Problems to solve
a) In the forum thread, which option does matt1988 say to choose in the monitor drop-down menu under power options?
b) Count the lines in the rows that contain the string "below", treating uppercase and lowercase as different, and give only the number.

Come back here to this thread and Paste the log in your next reply.
DO NOT have Hijack This fix anything yet. Most of what it finds will be harmless or even required.


----------



## John1289

Well I just did a re-format, ya know, re-installed windows. Anyways, it's still freezing, turning the screen on and off, and sometimes not even turning the screen on cause it goes into like a power-save mode or something on the screen. This must mean it has something to do with the hardware, right? My first guess is the ram, what do you think?


----------



## fleamailman

How much ram do you have?
How many bars of ram
What are their speeds.
Also, try uninstalling the driver from devmgmt.msc(device manager), scan for new materiral and when prompted the redirect to the cd the came with the graphic card.


----------



## matt1988

ok, right i cant believe it took so many people such a long time to kind of come up with a bunch of answers which arent even close. The reason will be that the power settings are probably incorrect. Go to start>control panel>power options and where it says monitor in the drop down menu select Never. So basically wheat that does will never turn off the monitor. 

Matt


----------



## dustyjay

If it were a power management setting dont you think it would turn the mnitor off after the same amount of time everytime? From reading the posts it seems that the timing varies which contraindicates a power management setting.

[Data extracted from a collection]
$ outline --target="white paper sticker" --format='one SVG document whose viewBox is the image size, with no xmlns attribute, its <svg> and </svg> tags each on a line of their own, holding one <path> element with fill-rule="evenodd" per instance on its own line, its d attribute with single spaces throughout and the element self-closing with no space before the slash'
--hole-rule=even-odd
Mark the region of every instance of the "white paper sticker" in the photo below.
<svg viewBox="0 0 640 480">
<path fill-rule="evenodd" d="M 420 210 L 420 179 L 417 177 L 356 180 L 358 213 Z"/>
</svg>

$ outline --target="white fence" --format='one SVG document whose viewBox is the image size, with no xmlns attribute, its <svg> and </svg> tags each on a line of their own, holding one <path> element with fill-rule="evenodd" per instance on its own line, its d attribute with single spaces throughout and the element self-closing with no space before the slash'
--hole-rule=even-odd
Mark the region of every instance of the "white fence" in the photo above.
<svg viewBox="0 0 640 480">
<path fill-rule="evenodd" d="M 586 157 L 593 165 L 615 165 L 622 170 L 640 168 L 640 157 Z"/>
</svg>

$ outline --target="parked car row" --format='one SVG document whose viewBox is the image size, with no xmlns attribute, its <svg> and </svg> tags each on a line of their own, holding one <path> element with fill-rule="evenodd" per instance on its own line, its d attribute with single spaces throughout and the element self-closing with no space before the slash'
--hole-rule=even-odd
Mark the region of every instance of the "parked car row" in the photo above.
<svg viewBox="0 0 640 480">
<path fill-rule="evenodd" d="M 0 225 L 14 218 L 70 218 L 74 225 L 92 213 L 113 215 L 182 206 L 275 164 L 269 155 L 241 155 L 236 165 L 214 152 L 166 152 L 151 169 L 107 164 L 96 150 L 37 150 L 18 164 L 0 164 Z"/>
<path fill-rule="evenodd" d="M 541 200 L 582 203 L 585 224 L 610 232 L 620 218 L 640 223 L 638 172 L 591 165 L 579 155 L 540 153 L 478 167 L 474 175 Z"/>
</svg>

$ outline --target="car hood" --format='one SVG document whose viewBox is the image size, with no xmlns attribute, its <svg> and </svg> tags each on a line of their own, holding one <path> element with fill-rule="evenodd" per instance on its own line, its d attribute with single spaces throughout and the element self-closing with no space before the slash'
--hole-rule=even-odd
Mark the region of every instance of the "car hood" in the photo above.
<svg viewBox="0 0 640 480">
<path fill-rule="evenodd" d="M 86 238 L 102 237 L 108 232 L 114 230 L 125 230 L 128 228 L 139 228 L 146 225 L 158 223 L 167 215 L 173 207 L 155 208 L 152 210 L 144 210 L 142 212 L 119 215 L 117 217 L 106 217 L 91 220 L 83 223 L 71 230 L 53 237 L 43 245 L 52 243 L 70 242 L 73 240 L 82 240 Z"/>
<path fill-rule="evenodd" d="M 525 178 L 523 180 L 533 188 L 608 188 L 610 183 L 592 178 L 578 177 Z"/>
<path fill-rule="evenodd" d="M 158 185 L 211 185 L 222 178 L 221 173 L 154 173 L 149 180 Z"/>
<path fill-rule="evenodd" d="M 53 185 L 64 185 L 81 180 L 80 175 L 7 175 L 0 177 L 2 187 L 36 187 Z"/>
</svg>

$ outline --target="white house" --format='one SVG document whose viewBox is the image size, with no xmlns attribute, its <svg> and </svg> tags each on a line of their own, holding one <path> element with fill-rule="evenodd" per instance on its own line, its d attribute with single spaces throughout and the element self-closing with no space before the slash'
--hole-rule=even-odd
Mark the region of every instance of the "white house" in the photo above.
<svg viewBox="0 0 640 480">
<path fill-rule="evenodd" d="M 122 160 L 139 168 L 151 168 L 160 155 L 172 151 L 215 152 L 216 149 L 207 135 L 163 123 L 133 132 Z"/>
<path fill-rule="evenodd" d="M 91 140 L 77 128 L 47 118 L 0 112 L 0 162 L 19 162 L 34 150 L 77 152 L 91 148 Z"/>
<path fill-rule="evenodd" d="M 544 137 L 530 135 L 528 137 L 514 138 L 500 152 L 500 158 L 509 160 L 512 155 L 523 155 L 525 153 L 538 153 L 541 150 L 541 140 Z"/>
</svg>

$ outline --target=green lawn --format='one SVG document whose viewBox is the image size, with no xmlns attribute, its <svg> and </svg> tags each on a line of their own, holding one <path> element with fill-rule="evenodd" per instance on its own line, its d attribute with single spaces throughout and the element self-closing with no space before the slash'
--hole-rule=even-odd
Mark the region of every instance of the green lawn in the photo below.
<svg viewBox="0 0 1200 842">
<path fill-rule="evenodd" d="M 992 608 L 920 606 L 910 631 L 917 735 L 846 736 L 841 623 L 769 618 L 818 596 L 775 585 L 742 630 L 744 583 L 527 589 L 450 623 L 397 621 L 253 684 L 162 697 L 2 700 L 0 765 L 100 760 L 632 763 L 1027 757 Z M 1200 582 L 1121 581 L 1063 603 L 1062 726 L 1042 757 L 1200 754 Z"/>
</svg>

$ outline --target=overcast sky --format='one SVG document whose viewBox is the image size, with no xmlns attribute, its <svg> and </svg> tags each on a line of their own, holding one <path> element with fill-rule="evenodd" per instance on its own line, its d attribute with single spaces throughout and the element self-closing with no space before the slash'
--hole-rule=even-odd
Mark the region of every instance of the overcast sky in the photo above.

Results by task
a) Never.

b) 2